» Exercise directions
Without including any images, repeat the listing below exactly.

» Supplied data
------------------------
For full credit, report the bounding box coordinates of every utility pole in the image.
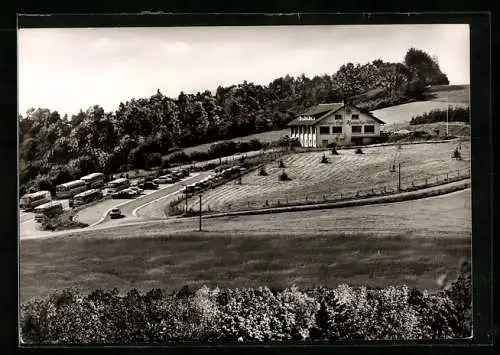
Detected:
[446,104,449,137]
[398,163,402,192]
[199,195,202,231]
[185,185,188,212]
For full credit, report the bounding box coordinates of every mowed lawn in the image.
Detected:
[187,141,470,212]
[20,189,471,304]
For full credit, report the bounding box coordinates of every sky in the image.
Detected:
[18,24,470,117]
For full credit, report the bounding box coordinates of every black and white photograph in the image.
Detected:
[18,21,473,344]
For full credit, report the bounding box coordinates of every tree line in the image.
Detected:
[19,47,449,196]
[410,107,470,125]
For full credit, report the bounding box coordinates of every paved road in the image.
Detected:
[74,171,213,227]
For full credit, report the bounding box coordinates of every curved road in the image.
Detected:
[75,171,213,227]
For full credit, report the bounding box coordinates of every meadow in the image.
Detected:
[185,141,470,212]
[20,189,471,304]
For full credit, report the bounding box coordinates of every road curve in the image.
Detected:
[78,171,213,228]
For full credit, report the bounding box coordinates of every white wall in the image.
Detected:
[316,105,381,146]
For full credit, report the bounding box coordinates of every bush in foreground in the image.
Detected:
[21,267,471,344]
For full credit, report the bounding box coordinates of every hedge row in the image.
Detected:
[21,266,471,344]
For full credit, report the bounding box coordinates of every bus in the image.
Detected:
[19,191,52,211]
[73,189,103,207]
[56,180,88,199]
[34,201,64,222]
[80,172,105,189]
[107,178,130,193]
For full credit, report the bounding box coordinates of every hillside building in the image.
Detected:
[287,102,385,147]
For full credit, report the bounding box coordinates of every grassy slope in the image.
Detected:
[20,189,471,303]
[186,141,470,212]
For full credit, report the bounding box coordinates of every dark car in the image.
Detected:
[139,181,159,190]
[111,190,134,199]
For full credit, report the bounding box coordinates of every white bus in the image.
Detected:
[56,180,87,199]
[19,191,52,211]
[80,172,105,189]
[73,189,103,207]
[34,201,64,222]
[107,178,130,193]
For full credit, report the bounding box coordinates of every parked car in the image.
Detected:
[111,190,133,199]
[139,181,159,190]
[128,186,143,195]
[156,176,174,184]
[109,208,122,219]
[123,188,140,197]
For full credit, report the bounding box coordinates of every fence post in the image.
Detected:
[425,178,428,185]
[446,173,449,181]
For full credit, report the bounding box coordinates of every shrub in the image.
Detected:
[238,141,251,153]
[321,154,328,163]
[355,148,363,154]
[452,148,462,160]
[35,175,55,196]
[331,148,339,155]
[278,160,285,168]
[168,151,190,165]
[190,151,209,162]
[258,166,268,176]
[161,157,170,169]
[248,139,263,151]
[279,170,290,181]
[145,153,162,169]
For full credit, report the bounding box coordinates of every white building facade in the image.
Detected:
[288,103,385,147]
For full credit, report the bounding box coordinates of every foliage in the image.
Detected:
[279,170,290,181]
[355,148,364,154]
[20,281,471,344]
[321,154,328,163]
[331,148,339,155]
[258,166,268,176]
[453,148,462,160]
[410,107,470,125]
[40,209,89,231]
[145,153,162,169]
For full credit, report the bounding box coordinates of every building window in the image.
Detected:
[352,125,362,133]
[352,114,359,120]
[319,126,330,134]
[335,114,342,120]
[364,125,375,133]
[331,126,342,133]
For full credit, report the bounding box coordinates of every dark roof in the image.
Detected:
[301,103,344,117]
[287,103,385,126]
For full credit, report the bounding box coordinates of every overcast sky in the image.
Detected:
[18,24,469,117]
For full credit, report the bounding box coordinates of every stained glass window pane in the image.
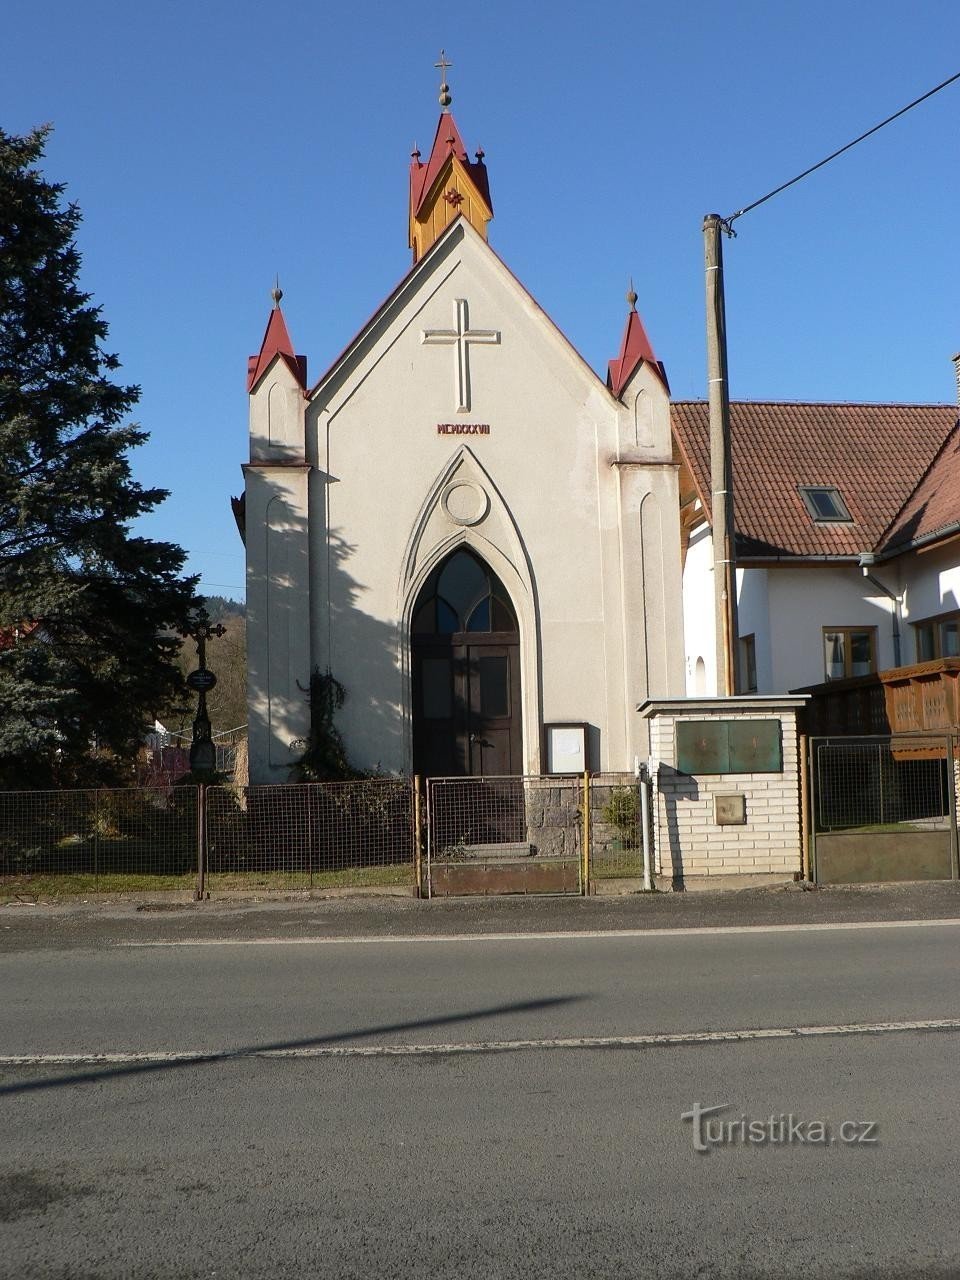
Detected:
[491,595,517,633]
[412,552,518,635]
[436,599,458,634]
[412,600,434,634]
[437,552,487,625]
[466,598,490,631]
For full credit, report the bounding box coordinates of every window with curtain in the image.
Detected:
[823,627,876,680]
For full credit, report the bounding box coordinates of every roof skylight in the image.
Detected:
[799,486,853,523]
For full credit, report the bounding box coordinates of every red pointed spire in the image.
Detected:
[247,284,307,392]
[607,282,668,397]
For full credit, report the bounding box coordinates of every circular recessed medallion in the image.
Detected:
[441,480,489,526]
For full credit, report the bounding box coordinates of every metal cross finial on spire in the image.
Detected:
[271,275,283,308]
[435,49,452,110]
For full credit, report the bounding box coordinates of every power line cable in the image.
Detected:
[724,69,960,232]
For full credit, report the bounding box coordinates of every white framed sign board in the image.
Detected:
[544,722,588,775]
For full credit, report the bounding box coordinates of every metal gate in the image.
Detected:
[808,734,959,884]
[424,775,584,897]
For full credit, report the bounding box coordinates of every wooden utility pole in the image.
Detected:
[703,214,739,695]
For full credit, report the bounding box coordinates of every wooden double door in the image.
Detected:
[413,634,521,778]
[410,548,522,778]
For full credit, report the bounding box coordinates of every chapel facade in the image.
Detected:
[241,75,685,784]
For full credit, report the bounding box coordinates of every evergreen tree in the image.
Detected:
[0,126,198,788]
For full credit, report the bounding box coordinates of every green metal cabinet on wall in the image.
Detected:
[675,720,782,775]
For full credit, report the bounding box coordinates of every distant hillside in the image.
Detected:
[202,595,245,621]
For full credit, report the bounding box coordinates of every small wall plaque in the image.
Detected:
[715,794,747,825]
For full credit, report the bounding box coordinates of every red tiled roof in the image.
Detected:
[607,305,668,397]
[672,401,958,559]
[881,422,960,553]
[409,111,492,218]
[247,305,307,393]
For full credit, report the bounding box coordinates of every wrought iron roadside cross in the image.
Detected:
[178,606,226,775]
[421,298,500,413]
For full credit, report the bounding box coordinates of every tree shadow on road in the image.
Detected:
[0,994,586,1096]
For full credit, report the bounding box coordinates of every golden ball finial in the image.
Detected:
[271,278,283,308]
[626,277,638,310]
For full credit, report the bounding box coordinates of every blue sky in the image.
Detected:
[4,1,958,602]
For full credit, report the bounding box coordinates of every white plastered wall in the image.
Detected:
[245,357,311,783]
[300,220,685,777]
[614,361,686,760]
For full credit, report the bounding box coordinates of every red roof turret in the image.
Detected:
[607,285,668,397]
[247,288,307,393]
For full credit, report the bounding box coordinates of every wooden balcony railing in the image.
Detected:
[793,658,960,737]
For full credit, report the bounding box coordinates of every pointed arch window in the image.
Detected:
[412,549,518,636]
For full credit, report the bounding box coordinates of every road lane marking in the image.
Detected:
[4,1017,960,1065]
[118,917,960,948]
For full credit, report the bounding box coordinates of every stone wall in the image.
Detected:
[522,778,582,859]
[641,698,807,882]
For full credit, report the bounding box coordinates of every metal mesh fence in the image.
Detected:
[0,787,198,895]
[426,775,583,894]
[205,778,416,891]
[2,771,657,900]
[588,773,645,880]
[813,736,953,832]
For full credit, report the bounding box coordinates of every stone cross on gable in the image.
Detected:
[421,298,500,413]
------------------------
» Solved problem
For full credit, report the bounding box coordinates of every utility pole in the image.
Detected:
[446,104,449,137]
[398,163,402,192]
[199,195,202,231]
[185,185,188,212]
For full credit, report the bounding box coordinates of every mowed lawn in the image.
Detected:
[187,141,470,212]
[20,189,471,304]
For full credit, report the bounding box coordinates of every sky in the image.
Detected:
[18,24,470,117]
For full credit, report the bounding box coordinates of every black and white photograph in the image.
Detected:
[18,21,473,344]
For full credit, report the bounding box coordinates of every tree line in the image.
Detected:
[19,47,449,196]
[410,107,470,125]
For full credit, report the bounding box coordinates of every paved road in the image.
Detected:
[74,171,213,227]
For full credit, report the bounding box coordinates of every curved road in the image.
Detected:
[75,171,213,227]
For full credit, report the bounding box coordinates of every meadow in the image.
Detected:
[185,141,470,212]
[20,189,471,304]
For full credit, report the bounding box coordinates of every road curve in the image.
Detected:
[78,171,213,228]
For full credit, report the bounding box coordinates of every white wall in the image.
Detected:
[316,105,381,146]
For full credit, report the bounding box coordinates of every bush in foreground in the image.
Detected:
[21,267,471,344]
For full credit, report the bounding box coordinates of every hedge row in the image.
Detected:
[21,266,471,344]
For full credit, report the bounding box coordinates of every bus in the image.
Detected:
[19,191,52,211]
[73,189,103,207]
[56,180,88,199]
[34,201,64,222]
[80,172,105,189]
[107,178,130,193]
For full credit, report the bounding box coordinates of every hillside building in the image.
Detected:
[287,102,385,147]
For full credit, report the bounding box coordinates of every grassy slope in the image.
Detected:
[20,189,471,303]
[186,141,470,212]
For full credit, report the bounding box coordinates of every dark car in the image.
Detected:
[139,181,159,190]
[111,190,134,199]
For full credit, report the bounding box coordinates of every white bus in the image.
Detected:
[56,180,87,199]
[19,191,52,211]
[80,172,105,189]
[73,189,103,207]
[34,201,64,222]
[107,178,130,193]
For full credit, report the bounding box coordinates of every parked car in the image.
Detected:
[111,190,133,199]
[139,181,159,190]
[128,186,143,195]
[156,176,174,184]
[109,208,122,219]
[123,188,140,197]
For full credit, report the bounding box coordinates of every fence post in the image.
Detected:
[425,178,428,185]
[446,173,449,181]
For full credit, report the bounding box coordinates of every shrub in the image.
Detected:
[238,141,251,153]
[321,154,328,163]
[355,148,363,154]
[452,148,462,160]
[35,175,55,196]
[331,148,339,155]
[278,160,285,168]
[168,151,190,165]
[190,151,209,162]
[258,166,268,176]
[161,157,170,169]
[248,139,263,151]
[279,170,290,181]
[145,153,162,169]
For full credit, report the bounding box coordinates of every white building facade in the image.
Detected:
[288,103,385,147]
For full credit, report the bounding box coordinates of every foliage in the image.
Detected:
[279,170,290,181]
[355,148,364,154]
[20,281,471,344]
[321,154,328,163]
[331,148,339,155]
[258,166,268,176]
[453,148,462,160]
[410,107,470,125]
[40,209,89,231]
[145,153,162,169]
For full credit, report the bounding box coordinates of every building window in the image.
Detected:
[352,125,362,133]
[352,114,359,120]
[319,126,330,134]
[335,114,342,120]
[364,125,375,133]
[331,126,342,133]
For full credit, report the bounding box coordinates of every dark roof in the image.
Detected:
[301,103,344,117]
[287,103,385,126]
For full credit, report the bounding box coordinates of every overcast sky in the image.
Detected:
[18,24,469,117]
For full credit, report the bounding box coordinates of every stained glass window pane in the image.
Detected:
[491,595,517,633]
[412,552,518,635]
[436,599,458,634]
[412,600,434,634]
[437,552,487,625]
[466,598,490,631]
For full credit, report the bounding box coordinates of every window with curtain in the image.
Detected:
[823,627,876,680]
For full credit, report the bounding box coordinates of every roof skylight in the image.
Detected:
[799,486,853,523]
For full credit, report the bounding box coordinates of every red pointed spire in the image.
Detected:
[247,284,307,392]
[607,282,668,397]
For full credit, report the bounding box coordinates of every circular recessed medallion in the image.
Detected:
[441,480,489,526]
For full credit, report the bounding box coordinates of every metal cross finial on spire in the image.
Detected:
[271,275,283,308]
[435,49,452,110]
For full credit, report the bounding box coordinates of every power line cable in the image.
Detected:
[724,69,960,232]
For full credit, report the bounding box coordinates of every white framed sign board in the image.
Detected:
[544,722,588,775]
For full credit, report the bounding box coordinates of every metal gate in the image.
Detected:
[808,734,959,884]
[424,775,584,897]
For full credit, report the bounding box coordinates of every wooden utility pole in the image.
Detected:
[703,214,739,695]
For full credit, report the bounding box coordinates of every wooden double door in the image.
Detected:
[413,634,521,778]
[410,548,522,778]
For full credit, report the bounding box coordinates of every chapel facade in the image.
Detected:
[241,75,685,784]
For full credit, report the bounding box coordinates of every evergreen tree in the image.
Detected:
[0,126,198,788]
For full credit, report the bounding box coordinates of every green metal cabinet on wall in the image.
Detected:
[675,720,782,775]
For full credit, report the bounding box coordinates of every distant hillside in the image.
Detected:
[202,595,245,621]
For full credit, report the bounding box coordinates of every small wall plaque in the image.
Detected:
[715,794,747,825]
For full credit, report the bounding box coordinates of every red tiled roof in the image.
Detected:
[607,305,668,397]
[672,401,958,559]
[881,422,960,553]
[409,111,492,218]
[247,305,307,393]
For full credit, report the bounding box coordinates of every wrought iron roadside cross in the image.
Detected:
[178,606,226,775]
[421,298,500,413]
For full credit, report the bounding box coordinates of every tree shadow on road in the image.
Detected:
[0,994,586,1096]
For full credit, report the bounding box coordinates of every golden ball finial in the image.
Detected:
[271,278,283,308]
[626,277,638,310]
For full credit, report the bounding box coordinates of every blue sky in the image.
Detected:
[4,1,958,602]
For full credit, report the bounding box coordinates of every white plastered wall in the image.
Detected:
[245,357,311,783]
[300,220,685,777]
[614,361,686,760]
For full credit, report the bounding box coordinates of every red roof turret in the image.
Detected:
[607,285,668,397]
[247,288,307,393]
For full credit, report the bounding box coordinates of every wooden balcony railing in the image.
Detected:
[793,658,960,737]
For full credit, report the bounding box coordinates of every pointed arch window in the image.
Detected:
[412,549,518,636]
For full credit, report the bounding box coordinates of every road lane marking in the image.
Detected:
[4,1017,960,1065]
[118,917,960,948]
For full credit, report the bounding box coordinates of every stone wall in the image.
Detected:
[522,778,582,859]
[641,698,807,882]
For full credit, report the bounding box coordinates of every metal mesh fence in the image.
Detected:
[0,787,198,895]
[426,775,583,894]
[205,778,416,891]
[2,771,657,900]
[588,773,645,880]
[813,736,953,832]
For full credit, report the bounding box coordinates of every stone cross on gable in the image.
Detected:
[421,298,500,413]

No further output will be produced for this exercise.